→ **PROVIDED DATA**

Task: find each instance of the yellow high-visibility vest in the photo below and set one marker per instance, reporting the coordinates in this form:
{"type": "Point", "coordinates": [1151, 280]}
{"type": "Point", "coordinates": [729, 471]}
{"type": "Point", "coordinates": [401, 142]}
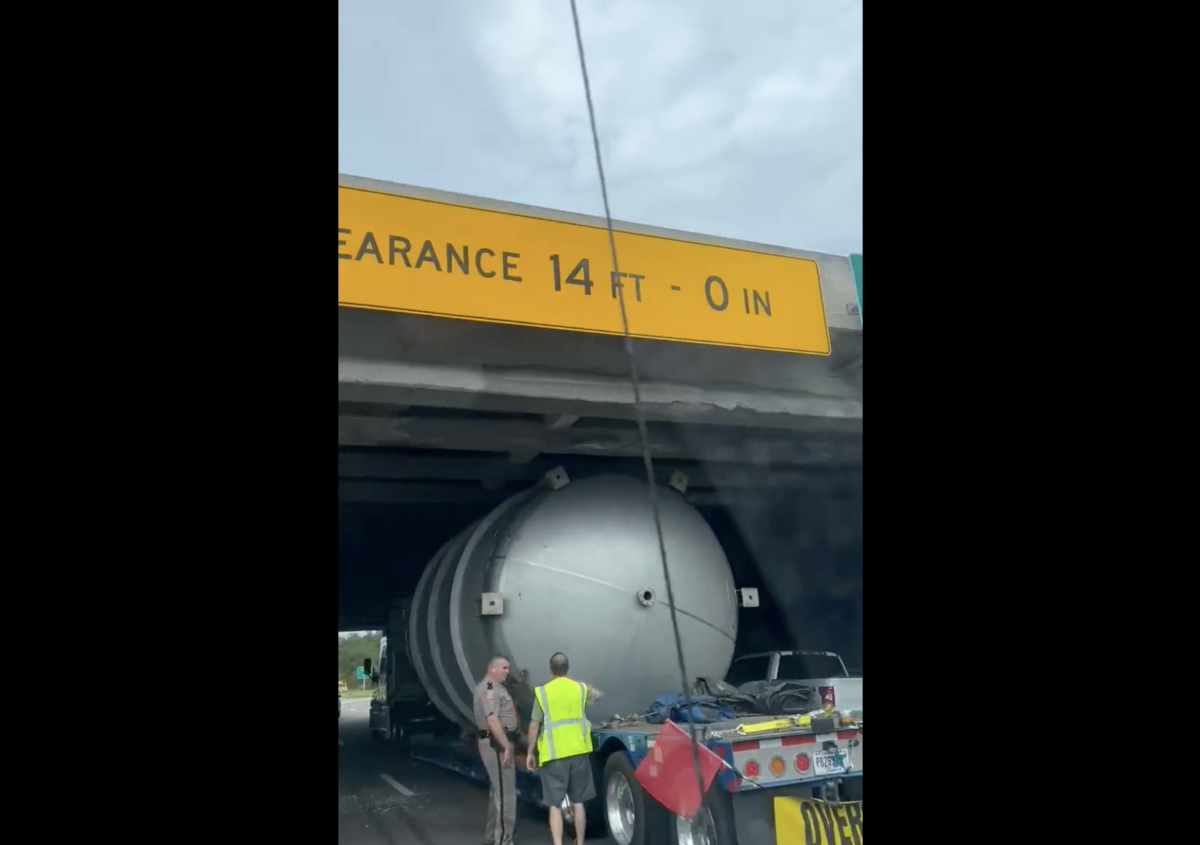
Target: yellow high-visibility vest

→ **WORK INSTRUCTIONS**
Retype every line of the items above word for word, omitting the pictures from your answer.

→ **REPLY TO THE EXERCISE**
Task: find each instance of the yellow high-visibility vest in the photo below and set one marker per instance, reporting the coordinates in this form:
{"type": "Point", "coordinates": [1151, 280]}
{"type": "Point", "coordinates": [729, 471]}
{"type": "Point", "coordinates": [401, 142]}
Target: yellow high-visibility vest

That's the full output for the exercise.